Bellamy: We had thirty-five in one month. There's a...I put a list of them in the materials at the university. And this...this was a difficult thing to deal with. You know, somebody says there's a bomb in a school building, I was not about to leave the children in there even though I...I felt certain it was a hoax. But thirty-five of 'em in a month got to be a little much. And I called this same fellow, Chief Williamson...and I said, "What...what can we do about this?"

He said, "There's a new gadgetry available from the telephone company...if you will take responsibility for it, they can hook it up and find out who called...they can record the number that's calling." I said, "Well, where do I sign, folks!" (laughing) So I signed the affidavit and we caught the...the main bomber. That's one day I...I gave myself the time out to go to court, because I wanted to see who would sit down and do that to schools.

And the fellow was put away. I don't remember the sentence,'s just very strange. And the police caught him red handed. They walked in while he was talking to one of the schools, I think Hoggard. And so it was pretty cut and dried. We...with all the...once it was put in play...the the fall, I still had outside interference with the schools. I had a report one day that the Klan, or ROWP, or somebody had a group headed to the Williston faculty...or campus with axe handles.

#### SUPPLIED DATA
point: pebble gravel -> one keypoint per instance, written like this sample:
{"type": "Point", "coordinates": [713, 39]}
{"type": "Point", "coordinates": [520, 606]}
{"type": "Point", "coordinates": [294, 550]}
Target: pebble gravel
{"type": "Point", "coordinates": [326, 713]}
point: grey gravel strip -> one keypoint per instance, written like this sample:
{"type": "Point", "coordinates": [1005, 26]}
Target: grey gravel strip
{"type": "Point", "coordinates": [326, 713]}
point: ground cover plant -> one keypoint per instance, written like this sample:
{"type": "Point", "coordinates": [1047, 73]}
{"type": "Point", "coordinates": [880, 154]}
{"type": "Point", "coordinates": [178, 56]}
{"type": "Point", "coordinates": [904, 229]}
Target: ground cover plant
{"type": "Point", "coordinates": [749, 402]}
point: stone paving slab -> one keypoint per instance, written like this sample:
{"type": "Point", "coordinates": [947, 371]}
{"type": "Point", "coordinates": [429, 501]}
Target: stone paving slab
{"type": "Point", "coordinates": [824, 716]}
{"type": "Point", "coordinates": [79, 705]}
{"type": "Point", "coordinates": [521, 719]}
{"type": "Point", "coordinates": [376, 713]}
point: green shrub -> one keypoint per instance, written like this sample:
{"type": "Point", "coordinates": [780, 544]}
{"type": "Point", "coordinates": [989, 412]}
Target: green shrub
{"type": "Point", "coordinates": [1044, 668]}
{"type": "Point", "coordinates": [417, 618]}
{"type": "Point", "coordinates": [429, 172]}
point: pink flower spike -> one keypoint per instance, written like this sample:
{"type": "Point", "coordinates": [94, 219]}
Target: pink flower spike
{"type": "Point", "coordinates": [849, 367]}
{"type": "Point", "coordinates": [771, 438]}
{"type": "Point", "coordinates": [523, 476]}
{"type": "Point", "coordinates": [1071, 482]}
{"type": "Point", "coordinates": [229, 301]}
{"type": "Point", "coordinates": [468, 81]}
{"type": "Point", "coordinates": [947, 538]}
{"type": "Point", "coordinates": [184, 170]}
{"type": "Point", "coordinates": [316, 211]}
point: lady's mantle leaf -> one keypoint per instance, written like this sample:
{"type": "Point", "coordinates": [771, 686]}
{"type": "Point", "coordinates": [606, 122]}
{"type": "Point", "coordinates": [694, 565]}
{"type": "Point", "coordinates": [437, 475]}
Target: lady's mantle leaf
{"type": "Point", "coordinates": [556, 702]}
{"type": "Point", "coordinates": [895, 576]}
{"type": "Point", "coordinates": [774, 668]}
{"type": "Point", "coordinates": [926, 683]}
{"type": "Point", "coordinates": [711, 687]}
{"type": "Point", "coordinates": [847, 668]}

#### WHAT TO PRODUCE
In the interview excerpt, how many bomb threats came in during one month? Work only from the interview excerpt.

#### RESPONSE TO THIS TASK
Thirty-five.